Text provided -
Filmed in the high MGM style, this polished tragic romance stars Robert Taylor, Franchot Tone and Robert Young as Germans having a rough time in the 1920s Weimar Republic, while Margaret Sullavan’s disillusioned beauty succumbs to a dreaded Movie Disease. It is also a prime example of the negative effect of Hollywood’s Production Code. MGM wanted the name value of Erich Maria Remarque’s best seller, but not his message: conservative politics forbade any mention of (shhh!)   Nazis.   It’s still a very good movie, but it needs to be known that its content was changed to please a Nazi influencer.


Three Comrades
Blu-ray
Warner Archive Collection
1938 / B&W / 1:37 Academy / 98 min. / Street Date May 27, 2025 / Available at MovieZyng / 24.99
Starring: Robert Taylor, Margaret Sullavan, Franchot Tone, Robert Young, Guy Kibbee, Lionel Atwill, Henry Hull, Charley Grapewin, Monty Woolley, Henry Brandon, George Chandler, Hal Le Sueur, Marjorie Main, George Offerman Jr., Sarah Padden, Frank Reicher, George Zucco.
Cinematography: Joseph Ruttenberg
Art Director: Cedric Gibbons
Montages: Slavko Vorkapich
Film Editor: Frank Sullivan
Music Composer: Franz Waxman
Screenplay by F. Scott Fitzgerald, Edward E. Paramore Jr. from the book by Erich Maria Remarque
Produced by Joseph L. Mankiewicz
Directed by
Frank Borzage

German writer Erich Maria Remarque penned the highly influential  All Quiet on the Western Front, which became the pacifist plea in the years between the wars. Hitler banned Remarque, who continued to write and publish in exile. Three more Remarque books were made into movies in the years leading up to the Second World War. Universal’s  The Road Back was a prestige production directed by James Whale — and then partly re-shot to appease German representatives. Hollywood studios did not want to lose revenue from the German market.

Much the same happened with MGM’s production Three Comrades, although the political neutering wasn’t accomplished with re-takes. The 1936 novel was instead altered in pre-production, by Joseph Breen of the Production Code Office, through direct influence by Germany itself.

Like The Road Back, Three Comrades is an unofficial sequel to All Quiet: soldiers returning from the war fronts have difficulty making ends meet in a postwar Germany suffering an economic collapse. The difference is that Three Comrades was written when the Nazis were firmly in power. Although the story takes place several years earlier, the fascist movement is already strong.

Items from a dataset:
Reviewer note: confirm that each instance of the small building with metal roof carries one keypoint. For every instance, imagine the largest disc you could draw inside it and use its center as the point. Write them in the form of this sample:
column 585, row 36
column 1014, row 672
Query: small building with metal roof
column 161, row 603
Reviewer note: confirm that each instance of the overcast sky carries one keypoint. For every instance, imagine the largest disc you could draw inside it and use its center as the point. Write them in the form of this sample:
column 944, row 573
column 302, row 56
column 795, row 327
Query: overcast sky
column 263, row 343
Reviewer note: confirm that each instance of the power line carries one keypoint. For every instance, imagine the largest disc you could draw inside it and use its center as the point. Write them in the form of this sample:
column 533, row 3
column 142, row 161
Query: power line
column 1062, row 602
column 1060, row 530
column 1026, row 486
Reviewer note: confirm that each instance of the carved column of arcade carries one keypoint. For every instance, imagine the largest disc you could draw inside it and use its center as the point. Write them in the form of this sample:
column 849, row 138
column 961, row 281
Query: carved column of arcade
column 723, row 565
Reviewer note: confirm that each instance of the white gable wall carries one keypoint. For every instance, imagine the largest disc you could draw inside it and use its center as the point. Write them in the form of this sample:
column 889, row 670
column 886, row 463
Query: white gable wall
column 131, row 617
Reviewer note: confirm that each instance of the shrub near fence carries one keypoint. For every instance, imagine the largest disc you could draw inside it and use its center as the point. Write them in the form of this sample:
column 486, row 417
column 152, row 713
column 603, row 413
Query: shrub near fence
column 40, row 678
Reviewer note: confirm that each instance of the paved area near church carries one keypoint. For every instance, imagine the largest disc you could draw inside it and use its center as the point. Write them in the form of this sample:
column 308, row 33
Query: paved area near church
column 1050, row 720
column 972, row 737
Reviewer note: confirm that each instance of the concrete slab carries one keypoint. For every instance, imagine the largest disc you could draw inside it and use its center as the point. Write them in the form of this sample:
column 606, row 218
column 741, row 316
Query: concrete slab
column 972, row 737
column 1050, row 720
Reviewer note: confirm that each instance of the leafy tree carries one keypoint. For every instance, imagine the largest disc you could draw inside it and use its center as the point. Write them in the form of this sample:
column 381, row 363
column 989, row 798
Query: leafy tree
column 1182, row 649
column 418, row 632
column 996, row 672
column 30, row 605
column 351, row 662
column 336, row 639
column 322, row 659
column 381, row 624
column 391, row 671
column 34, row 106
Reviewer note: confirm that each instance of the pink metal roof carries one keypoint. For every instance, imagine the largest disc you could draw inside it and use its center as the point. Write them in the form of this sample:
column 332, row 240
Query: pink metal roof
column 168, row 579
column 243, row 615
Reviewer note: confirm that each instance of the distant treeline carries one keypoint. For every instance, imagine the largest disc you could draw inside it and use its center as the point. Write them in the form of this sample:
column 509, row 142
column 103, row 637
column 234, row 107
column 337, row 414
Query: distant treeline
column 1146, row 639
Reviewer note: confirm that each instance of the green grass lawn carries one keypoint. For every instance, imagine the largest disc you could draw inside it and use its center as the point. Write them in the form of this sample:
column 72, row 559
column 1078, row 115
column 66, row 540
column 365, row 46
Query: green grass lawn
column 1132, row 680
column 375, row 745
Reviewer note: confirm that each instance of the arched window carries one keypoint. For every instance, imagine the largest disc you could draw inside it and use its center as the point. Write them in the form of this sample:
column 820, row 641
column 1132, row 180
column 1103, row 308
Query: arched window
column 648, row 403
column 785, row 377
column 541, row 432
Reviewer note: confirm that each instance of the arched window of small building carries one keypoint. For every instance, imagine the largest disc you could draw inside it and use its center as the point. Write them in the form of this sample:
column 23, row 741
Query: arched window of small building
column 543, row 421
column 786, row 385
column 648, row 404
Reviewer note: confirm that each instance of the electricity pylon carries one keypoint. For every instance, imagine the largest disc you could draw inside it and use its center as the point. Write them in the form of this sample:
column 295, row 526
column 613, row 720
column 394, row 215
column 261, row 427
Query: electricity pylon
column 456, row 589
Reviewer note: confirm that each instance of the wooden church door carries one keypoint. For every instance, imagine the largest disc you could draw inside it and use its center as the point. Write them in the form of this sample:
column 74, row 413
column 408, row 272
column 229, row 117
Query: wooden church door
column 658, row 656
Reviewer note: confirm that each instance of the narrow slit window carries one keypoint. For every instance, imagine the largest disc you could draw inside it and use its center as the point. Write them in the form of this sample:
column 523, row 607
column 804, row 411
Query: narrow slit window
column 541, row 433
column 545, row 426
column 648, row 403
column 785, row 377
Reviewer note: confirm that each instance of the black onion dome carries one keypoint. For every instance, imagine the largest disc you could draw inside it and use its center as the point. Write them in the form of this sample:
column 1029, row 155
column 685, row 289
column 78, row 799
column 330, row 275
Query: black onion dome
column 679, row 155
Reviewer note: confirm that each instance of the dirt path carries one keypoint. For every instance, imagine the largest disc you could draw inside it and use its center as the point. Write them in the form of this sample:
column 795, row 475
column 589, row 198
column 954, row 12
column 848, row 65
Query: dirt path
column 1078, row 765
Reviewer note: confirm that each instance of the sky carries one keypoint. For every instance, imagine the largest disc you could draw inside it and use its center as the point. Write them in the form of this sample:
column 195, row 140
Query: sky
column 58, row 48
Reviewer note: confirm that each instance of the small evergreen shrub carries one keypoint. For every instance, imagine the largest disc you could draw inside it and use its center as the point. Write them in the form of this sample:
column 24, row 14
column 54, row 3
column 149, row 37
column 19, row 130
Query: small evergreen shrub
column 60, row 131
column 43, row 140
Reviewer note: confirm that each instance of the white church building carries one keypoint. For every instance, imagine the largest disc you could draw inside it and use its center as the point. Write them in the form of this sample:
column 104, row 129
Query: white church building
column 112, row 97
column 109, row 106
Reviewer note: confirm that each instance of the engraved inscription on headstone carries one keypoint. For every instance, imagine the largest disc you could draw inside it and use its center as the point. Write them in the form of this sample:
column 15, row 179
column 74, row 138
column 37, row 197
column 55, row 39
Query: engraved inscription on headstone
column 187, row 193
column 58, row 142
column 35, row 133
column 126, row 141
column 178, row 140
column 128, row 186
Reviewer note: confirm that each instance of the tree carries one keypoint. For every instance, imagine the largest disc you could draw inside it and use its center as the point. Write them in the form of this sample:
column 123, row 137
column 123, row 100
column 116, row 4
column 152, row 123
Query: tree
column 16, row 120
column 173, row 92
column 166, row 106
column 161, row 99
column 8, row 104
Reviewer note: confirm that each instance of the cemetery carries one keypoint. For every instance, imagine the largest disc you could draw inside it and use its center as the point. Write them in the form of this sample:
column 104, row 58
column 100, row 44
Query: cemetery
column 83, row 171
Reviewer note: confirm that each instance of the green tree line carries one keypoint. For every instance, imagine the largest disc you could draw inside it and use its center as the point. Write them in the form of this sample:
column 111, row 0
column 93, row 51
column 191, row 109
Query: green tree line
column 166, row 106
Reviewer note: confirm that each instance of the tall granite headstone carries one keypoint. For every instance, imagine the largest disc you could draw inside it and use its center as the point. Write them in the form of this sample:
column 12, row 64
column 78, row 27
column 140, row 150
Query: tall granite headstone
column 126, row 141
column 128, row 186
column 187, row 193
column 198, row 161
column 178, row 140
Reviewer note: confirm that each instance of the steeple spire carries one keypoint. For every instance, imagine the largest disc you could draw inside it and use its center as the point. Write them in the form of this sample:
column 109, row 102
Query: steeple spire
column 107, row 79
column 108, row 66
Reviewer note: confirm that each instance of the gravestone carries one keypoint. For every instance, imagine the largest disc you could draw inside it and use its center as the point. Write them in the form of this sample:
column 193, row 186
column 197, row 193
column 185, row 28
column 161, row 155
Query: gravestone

To do -
a: According to the review of Three Comrades, who altered the 1936 novel in pre-production?
b: Continue the Three Comrades review from its last sentence.
None of the entries are needed here.

Results for each task -
a: Joseph Breen of the Production Code Office altered it.

b:
MGM promoted the film using cover art from Remarque’s book. But the movie prioritizes sentimental romance over Remarque’s main theme. The chaos in Germany remains a background for the love story between stars Robert Taylor and Margaret Sullavan. Director Frank Borzage excelled with tender romances —  Bad Girl,  Man’s Castle,  History is Made at Night,  Moonrise. His finale for Three Comrades is almost as operatic as that of his earlier Hemingway adaptation  A Farewell to Arms.  Shaping Three Comrades into another Borzage weepie was a good business move for MGM — it was very successful.

 

Defeat for Germany leaves a trio of young German officers celebrating the peace and saluting their fallen comrades-in-arms. Pilot Otto Koster (Franchot Tone) must burn his airplane ‘Baby’ but toasts the future with his close pals Erich Lohkamp (Robert Taylor) and Gottfried Lenz (Robert Young). They start a repair garage and taxi service business but find it rough going. Gottfried becomes associated with activist politics. He must help his pamphlet-publishing friend Dr. Heinrich Becker (Henry Hull) in secret because ultra-patriotic thugs (?) dominate the streets. They must fight for repair business against thugs that wreck their taxi. To relax, the friends zoom down the country roads in Otto’s souped-up personal car, a new ‘Baby.’  . A road race with the aristocrat Breuer (Lionel Atwill) ends at a country eatery, where Erich meets Breuer’s beautiful companion. She’s Patricia Hollmann (Margaret Sullavan), a dispossessed aristocrat who hides a serious health problem.

The romance between Erich and Pat builds slowly, mainly because Erich considers himself too poor for her. An attempt to accompany Pat to a concert and nightclub fails when his improvised tuxedo self-destructs. Otto and Gottfried encourage the two to marry despite Pat’s possible health issues. But she collapses on their honeymoon, and Erich finds out the severity of her condition. Pat must take serious rest in a sanitarium, just as the mobs in the street become more violent.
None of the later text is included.